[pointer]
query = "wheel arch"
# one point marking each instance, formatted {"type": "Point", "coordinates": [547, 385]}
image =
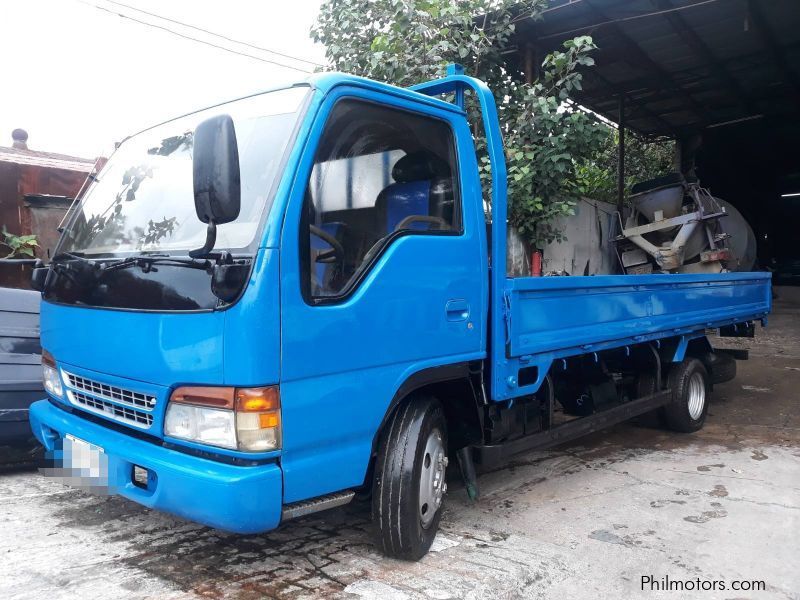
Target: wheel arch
{"type": "Point", "coordinates": [457, 386]}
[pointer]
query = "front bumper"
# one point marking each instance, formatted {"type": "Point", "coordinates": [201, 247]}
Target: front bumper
{"type": "Point", "coordinates": [242, 499]}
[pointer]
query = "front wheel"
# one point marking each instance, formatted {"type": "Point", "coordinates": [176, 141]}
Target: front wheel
{"type": "Point", "coordinates": [409, 487]}
{"type": "Point", "coordinates": [689, 383]}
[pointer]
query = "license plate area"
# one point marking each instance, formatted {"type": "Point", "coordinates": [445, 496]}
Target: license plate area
{"type": "Point", "coordinates": [83, 464]}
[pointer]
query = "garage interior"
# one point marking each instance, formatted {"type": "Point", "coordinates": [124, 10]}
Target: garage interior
{"type": "Point", "coordinates": [721, 77]}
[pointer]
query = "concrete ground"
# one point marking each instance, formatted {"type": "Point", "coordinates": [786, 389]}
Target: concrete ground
{"type": "Point", "coordinates": [586, 520]}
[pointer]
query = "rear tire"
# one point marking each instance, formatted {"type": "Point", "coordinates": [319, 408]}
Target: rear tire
{"type": "Point", "coordinates": [409, 486]}
{"type": "Point", "coordinates": [690, 387]}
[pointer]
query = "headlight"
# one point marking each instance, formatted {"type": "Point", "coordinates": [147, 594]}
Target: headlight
{"type": "Point", "coordinates": [205, 425]}
{"type": "Point", "coordinates": [50, 376]}
{"type": "Point", "coordinates": [245, 419]}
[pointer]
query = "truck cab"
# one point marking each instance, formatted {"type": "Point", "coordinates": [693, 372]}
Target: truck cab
{"type": "Point", "coordinates": [260, 308]}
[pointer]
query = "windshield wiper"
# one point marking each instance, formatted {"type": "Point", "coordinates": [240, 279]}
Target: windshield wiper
{"type": "Point", "coordinates": [148, 260]}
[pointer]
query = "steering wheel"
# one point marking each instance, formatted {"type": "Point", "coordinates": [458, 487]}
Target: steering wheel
{"type": "Point", "coordinates": [336, 253]}
{"type": "Point", "coordinates": [439, 221]}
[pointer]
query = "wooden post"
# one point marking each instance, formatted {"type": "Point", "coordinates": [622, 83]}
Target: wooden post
{"type": "Point", "coordinates": [621, 156]}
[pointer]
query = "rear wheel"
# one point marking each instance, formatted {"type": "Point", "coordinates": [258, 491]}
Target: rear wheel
{"type": "Point", "coordinates": [409, 487]}
{"type": "Point", "coordinates": [689, 383]}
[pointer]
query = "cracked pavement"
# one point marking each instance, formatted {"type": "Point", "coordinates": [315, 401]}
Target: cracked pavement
{"type": "Point", "coordinates": [584, 520]}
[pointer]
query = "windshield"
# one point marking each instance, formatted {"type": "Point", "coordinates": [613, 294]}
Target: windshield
{"type": "Point", "coordinates": [143, 200]}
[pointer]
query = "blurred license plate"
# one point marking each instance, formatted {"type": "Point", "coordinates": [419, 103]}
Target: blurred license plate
{"type": "Point", "coordinates": [84, 459]}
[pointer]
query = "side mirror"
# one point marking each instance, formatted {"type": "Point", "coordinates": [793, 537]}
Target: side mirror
{"type": "Point", "coordinates": [228, 280]}
{"type": "Point", "coordinates": [215, 166]}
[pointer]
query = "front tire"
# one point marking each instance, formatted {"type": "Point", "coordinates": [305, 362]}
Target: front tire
{"type": "Point", "coordinates": [409, 486]}
{"type": "Point", "coordinates": [690, 387]}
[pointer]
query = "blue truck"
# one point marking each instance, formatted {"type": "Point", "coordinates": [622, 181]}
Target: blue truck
{"type": "Point", "coordinates": [260, 309]}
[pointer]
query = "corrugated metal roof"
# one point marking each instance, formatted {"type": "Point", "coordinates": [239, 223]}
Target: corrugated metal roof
{"type": "Point", "coordinates": [683, 65]}
{"type": "Point", "coordinates": [45, 159]}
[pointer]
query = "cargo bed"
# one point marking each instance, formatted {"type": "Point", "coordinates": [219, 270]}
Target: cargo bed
{"type": "Point", "coordinates": [550, 318]}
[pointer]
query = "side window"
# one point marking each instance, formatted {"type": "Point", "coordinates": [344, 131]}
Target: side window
{"type": "Point", "coordinates": [378, 173]}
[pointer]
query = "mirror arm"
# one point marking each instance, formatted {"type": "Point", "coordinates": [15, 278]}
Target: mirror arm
{"type": "Point", "coordinates": [211, 239]}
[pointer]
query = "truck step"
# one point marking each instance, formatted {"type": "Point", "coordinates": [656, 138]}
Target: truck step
{"type": "Point", "coordinates": [494, 454]}
{"type": "Point", "coordinates": [306, 507]}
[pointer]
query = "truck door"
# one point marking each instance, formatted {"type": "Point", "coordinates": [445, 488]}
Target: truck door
{"type": "Point", "coordinates": [383, 275]}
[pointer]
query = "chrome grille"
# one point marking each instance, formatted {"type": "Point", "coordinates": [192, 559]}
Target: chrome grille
{"type": "Point", "coordinates": [120, 413]}
{"type": "Point", "coordinates": [120, 404]}
{"type": "Point", "coordinates": [111, 392]}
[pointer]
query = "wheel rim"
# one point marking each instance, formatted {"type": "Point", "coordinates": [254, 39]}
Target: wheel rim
{"type": "Point", "coordinates": [432, 486]}
{"type": "Point", "coordinates": [697, 395]}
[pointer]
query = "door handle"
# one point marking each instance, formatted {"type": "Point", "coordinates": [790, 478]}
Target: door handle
{"type": "Point", "coordinates": [457, 310]}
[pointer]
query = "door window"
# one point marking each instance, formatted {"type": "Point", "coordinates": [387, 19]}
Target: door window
{"type": "Point", "coordinates": [379, 173]}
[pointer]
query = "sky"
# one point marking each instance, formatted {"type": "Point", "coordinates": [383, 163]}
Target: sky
{"type": "Point", "coordinates": [78, 78]}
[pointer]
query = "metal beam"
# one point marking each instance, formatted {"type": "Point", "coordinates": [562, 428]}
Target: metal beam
{"type": "Point", "coordinates": [637, 54]}
{"type": "Point", "coordinates": [615, 91]}
{"type": "Point", "coordinates": [764, 32]}
{"type": "Point", "coordinates": [621, 156]}
{"type": "Point", "coordinates": [696, 43]}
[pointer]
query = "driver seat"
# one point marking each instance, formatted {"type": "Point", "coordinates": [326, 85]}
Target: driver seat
{"type": "Point", "coordinates": [423, 186]}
● ● ● ● ●
■ Given instruction ■
From the listing, extract all text exactly as given and drop any picture.

■ Solution to this problem ■
[pointer]
query = "wheel arch"
# one point marking each instance, formatted {"type": "Point", "coordinates": [547, 385]}
image =
Target: wheel arch
{"type": "Point", "coordinates": [457, 386]}
[pointer]
query = "front bumper"
# one point marking each instance, formatted {"type": "Point", "coordinates": [201, 247]}
Target: front bumper
{"type": "Point", "coordinates": [242, 499]}
[pointer]
query = "front wheel"
# one point marking each instance, formatted {"type": "Point", "coordinates": [176, 141]}
Target: front wheel
{"type": "Point", "coordinates": [409, 487]}
{"type": "Point", "coordinates": [689, 383]}
[pointer]
query = "license plate area"
# one point marking each instance, formatted {"type": "Point", "coordinates": [445, 496]}
Target: license plate area
{"type": "Point", "coordinates": [83, 464]}
[pointer]
query = "garage interior"
# one point marking each instance, formatted {"type": "Point", "coordinates": [124, 10]}
Target: garage interior
{"type": "Point", "coordinates": [721, 77]}
[pointer]
query = "concrete ground"
# one point marking each instance, formatted {"type": "Point", "coordinates": [786, 389]}
Target: concrete ground
{"type": "Point", "coordinates": [586, 520]}
[pointer]
query = "rear tire"
# one point marking each instance, formatted {"type": "Point", "coordinates": [319, 408]}
Target: rear tire
{"type": "Point", "coordinates": [409, 486]}
{"type": "Point", "coordinates": [690, 387]}
[pointer]
query = "headlight"
# one point marking each instance, formatted {"type": "Point", "coordinates": [147, 594]}
Target: headlight
{"type": "Point", "coordinates": [205, 425]}
{"type": "Point", "coordinates": [50, 376]}
{"type": "Point", "coordinates": [245, 419]}
[pointer]
query = "truck cab"
# one point marking each instance, formatted {"type": "Point", "coordinates": [693, 372]}
Target: truck cab
{"type": "Point", "coordinates": [260, 308]}
[pointer]
query = "windshield wiper"
# one point marking each instance, formatted {"type": "Point", "coordinates": [240, 279]}
Target: windshield wiper
{"type": "Point", "coordinates": [148, 260]}
[pointer]
query = "steering wheel"
# one point marking each instance, formatted {"type": "Point", "coordinates": [458, 487]}
Target: steering wheel
{"type": "Point", "coordinates": [336, 253]}
{"type": "Point", "coordinates": [439, 221]}
[pointer]
query = "wooden post"
# one point marking each instance, formatted {"type": "Point", "coordinates": [622, 83]}
Target: wooden post
{"type": "Point", "coordinates": [621, 156]}
[pointer]
query = "rear wheel"
# one point marking each instance, formatted {"type": "Point", "coordinates": [258, 491]}
Target: rear wheel
{"type": "Point", "coordinates": [409, 487]}
{"type": "Point", "coordinates": [689, 383]}
[pointer]
query = "cracked pavement"
# one point marking each instance, formatted {"type": "Point", "coordinates": [315, 401]}
Target: cracked pavement
{"type": "Point", "coordinates": [584, 520]}
[pointer]
query = "windshield"
# one point marking each instance, formatted {"type": "Point", "coordinates": [613, 294]}
Target: windshield
{"type": "Point", "coordinates": [143, 200]}
[pointer]
query = "blurred license plate"
# one point marking each instance, formatted {"type": "Point", "coordinates": [419, 103]}
Target: blurred license plate
{"type": "Point", "coordinates": [84, 459]}
[pointer]
query = "side mirror"
# one point marking each instance, formatted {"type": "Point", "coordinates": [793, 537]}
Target: side mirror
{"type": "Point", "coordinates": [228, 280]}
{"type": "Point", "coordinates": [215, 166]}
[pointer]
query = "front tire"
# one point marking each instance, formatted {"type": "Point", "coordinates": [305, 362]}
Target: front tire
{"type": "Point", "coordinates": [409, 486]}
{"type": "Point", "coordinates": [690, 387]}
[pointer]
query = "blue truck"
# one point marking each instance, formatted {"type": "Point", "coordinates": [622, 181]}
Target: blue truck
{"type": "Point", "coordinates": [260, 309]}
[pointer]
query = "corrugated metal roof"
# one point marking each instance, formatted {"type": "Point", "coordinates": [239, 223]}
Target: corrugated metal roof
{"type": "Point", "coordinates": [683, 65]}
{"type": "Point", "coordinates": [45, 159]}
[pointer]
query = "cargo bed"
# one point marking each instance, formatted {"type": "Point", "coordinates": [219, 270]}
Target: cargo bed
{"type": "Point", "coordinates": [550, 318]}
[pointer]
query = "side window"
# one point marking each instance, formatted {"type": "Point", "coordinates": [344, 131]}
Target: side window
{"type": "Point", "coordinates": [378, 173]}
[pointer]
query = "mirror arm"
# one point marking each instance, formatted {"type": "Point", "coordinates": [15, 278]}
Target: mirror arm
{"type": "Point", "coordinates": [211, 239]}
[pointer]
query = "truck step"
# one point marking each instance, formatted {"type": "Point", "coordinates": [656, 138]}
Target: truck step
{"type": "Point", "coordinates": [494, 454]}
{"type": "Point", "coordinates": [306, 507]}
[pointer]
query = "truck door"
# one point marking each instance, formatted {"type": "Point", "coordinates": [445, 488]}
Target: truck door
{"type": "Point", "coordinates": [383, 275]}
[pointer]
query = "chrome grille"
# one point marking each instance, formatted {"type": "Point", "coordinates": [192, 559]}
Target: chrome grille
{"type": "Point", "coordinates": [120, 413]}
{"type": "Point", "coordinates": [120, 404]}
{"type": "Point", "coordinates": [111, 392]}
[pointer]
query = "wheel rim"
# one point marking each instance, formatted {"type": "Point", "coordinates": [254, 39]}
Target: wheel rim
{"type": "Point", "coordinates": [432, 486]}
{"type": "Point", "coordinates": [697, 395]}
[pointer]
query = "door handle"
# one point marking each instance, formatted {"type": "Point", "coordinates": [790, 478]}
Target: door handle
{"type": "Point", "coordinates": [457, 310]}
[pointer]
query = "door window"
# one point marking each instance, formatted {"type": "Point", "coordinates": [387, 19]}
Target: door window
{"type": "Point", "coordinates": [379, 173]}
[pointer]
query = "sky"
# one point marking each instance, formatted {"type": "Point", "coordinates": [383, 163]}
Target: sky
{"type": "Point", "coordinates": [78, 78]}
[pointer]
query = "metal beam"
# one point marking each instance, formatted {"type": "Point", "coordinates": [562, 428]}
Target: metal beam
{"type": "Point", "coordinates": [637, 54]}
{"type": "Point", "coordinates": [615, 91]}
{"type": "Point", "coordinates": [764, 32]}
{"type": "Point", "coordinates": [621, 156]}
{"type": "Point", "coordinates": [696, 43]}
[pointer]
query = "driver seat"
# one point marking each instance, formatted {"type": "Point", "coordinates": [326, 85]}
Target: driver seat
{"type": "Point", "coordinates": [423, 186]}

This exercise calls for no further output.